> Task statement
Please find each line in the entries below that contains the string "blurred" and copy those lines out. Matching is case-sensitive.

_____

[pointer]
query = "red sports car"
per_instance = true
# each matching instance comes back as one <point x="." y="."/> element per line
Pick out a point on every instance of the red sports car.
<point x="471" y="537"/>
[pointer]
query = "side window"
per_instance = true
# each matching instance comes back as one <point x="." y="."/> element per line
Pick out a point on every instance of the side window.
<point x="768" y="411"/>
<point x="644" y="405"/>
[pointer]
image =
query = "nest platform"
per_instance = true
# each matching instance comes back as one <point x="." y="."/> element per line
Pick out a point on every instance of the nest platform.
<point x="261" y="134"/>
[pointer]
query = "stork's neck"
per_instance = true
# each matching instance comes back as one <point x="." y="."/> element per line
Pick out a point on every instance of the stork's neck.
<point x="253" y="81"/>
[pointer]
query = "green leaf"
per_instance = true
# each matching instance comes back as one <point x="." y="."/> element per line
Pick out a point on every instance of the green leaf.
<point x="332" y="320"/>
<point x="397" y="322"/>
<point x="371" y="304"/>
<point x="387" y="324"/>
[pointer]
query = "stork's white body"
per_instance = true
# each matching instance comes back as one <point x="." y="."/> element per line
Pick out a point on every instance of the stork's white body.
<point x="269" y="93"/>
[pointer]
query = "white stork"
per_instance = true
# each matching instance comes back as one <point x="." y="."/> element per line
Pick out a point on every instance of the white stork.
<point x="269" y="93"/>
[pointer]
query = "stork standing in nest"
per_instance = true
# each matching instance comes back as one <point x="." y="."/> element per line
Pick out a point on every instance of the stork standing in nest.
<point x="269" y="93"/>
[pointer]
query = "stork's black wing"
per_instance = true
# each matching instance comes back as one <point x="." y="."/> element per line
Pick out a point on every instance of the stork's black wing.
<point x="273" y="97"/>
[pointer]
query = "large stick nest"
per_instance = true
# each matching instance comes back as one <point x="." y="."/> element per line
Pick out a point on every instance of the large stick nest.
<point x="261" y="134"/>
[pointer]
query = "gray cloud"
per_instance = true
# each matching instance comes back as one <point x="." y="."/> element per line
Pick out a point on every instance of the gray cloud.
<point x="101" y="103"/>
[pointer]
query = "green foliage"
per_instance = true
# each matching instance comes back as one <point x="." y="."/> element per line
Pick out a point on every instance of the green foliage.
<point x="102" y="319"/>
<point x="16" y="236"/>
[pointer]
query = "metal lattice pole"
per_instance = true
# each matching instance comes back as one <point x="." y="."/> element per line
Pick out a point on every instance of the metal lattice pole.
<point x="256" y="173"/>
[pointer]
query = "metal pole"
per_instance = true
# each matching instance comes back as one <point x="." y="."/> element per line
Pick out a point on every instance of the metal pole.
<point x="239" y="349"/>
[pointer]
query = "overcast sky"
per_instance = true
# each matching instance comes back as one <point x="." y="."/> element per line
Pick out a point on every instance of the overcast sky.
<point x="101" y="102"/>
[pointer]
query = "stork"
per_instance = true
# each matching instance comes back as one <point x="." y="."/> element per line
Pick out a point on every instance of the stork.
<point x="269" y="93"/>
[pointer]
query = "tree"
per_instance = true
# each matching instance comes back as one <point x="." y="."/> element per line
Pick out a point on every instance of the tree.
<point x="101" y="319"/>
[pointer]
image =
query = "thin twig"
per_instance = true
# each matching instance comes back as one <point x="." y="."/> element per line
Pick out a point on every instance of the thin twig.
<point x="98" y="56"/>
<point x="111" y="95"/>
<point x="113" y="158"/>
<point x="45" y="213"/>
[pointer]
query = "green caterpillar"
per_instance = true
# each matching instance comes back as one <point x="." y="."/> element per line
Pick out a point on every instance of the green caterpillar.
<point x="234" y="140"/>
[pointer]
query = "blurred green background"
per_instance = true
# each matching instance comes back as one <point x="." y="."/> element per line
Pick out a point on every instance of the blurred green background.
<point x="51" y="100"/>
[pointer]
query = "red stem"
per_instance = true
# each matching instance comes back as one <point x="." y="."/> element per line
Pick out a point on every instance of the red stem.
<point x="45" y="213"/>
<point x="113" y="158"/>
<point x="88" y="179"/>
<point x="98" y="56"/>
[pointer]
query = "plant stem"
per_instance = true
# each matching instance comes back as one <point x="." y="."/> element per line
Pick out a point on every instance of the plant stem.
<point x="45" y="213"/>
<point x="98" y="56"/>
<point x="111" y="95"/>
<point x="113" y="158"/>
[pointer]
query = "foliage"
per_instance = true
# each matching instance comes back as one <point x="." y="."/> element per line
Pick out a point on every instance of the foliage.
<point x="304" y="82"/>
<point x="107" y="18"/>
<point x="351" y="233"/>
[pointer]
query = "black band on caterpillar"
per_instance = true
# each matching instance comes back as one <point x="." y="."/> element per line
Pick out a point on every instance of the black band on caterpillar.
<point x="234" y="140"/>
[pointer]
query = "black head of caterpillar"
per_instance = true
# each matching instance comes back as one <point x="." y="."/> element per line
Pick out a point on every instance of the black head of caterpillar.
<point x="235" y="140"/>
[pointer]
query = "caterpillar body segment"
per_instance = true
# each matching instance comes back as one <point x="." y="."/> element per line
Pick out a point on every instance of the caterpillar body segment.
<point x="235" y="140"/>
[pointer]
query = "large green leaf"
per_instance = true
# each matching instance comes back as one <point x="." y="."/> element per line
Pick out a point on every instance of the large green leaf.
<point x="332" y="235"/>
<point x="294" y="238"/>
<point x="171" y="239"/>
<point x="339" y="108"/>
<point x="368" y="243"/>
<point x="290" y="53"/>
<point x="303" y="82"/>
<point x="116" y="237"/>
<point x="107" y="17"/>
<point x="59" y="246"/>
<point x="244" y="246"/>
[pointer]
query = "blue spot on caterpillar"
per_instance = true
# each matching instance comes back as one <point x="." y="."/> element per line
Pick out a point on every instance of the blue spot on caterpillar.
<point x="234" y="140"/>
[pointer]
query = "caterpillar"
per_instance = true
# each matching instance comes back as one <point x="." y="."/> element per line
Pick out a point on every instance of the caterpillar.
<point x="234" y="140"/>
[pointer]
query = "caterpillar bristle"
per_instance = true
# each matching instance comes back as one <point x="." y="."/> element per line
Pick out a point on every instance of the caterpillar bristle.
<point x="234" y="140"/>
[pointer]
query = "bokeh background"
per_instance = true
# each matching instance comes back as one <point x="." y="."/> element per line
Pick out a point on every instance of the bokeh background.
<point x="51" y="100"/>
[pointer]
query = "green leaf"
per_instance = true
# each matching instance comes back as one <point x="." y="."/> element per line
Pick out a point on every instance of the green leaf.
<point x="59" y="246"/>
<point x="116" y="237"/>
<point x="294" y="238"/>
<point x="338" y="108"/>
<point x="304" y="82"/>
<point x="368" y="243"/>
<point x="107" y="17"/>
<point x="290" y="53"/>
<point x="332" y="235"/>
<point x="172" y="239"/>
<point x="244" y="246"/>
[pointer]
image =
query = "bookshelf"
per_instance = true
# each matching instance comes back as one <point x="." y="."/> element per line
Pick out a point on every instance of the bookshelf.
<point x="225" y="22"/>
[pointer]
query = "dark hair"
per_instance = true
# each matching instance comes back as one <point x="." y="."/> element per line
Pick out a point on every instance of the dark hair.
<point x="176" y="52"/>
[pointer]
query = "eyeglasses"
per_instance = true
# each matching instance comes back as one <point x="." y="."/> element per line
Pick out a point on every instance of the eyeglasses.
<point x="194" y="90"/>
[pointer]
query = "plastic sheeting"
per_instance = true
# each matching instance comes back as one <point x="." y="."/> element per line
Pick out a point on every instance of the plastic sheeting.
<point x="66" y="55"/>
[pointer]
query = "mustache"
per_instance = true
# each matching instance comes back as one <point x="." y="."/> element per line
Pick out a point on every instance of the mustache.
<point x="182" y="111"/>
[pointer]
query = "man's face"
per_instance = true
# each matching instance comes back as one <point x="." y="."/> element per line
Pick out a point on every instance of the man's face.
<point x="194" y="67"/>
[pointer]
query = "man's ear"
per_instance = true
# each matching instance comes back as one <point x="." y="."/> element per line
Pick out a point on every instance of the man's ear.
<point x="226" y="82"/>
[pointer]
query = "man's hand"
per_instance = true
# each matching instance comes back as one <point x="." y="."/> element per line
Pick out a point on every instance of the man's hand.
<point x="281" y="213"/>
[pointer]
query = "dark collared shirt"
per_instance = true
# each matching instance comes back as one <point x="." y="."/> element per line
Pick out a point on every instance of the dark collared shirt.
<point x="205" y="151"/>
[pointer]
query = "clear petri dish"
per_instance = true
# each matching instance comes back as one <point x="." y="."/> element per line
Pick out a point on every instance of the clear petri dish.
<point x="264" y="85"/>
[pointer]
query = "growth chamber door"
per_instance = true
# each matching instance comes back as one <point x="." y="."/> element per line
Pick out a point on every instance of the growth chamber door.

_____

> Complete output
query = "blurred green background"
Pick out a point on every instance of the blurred green background.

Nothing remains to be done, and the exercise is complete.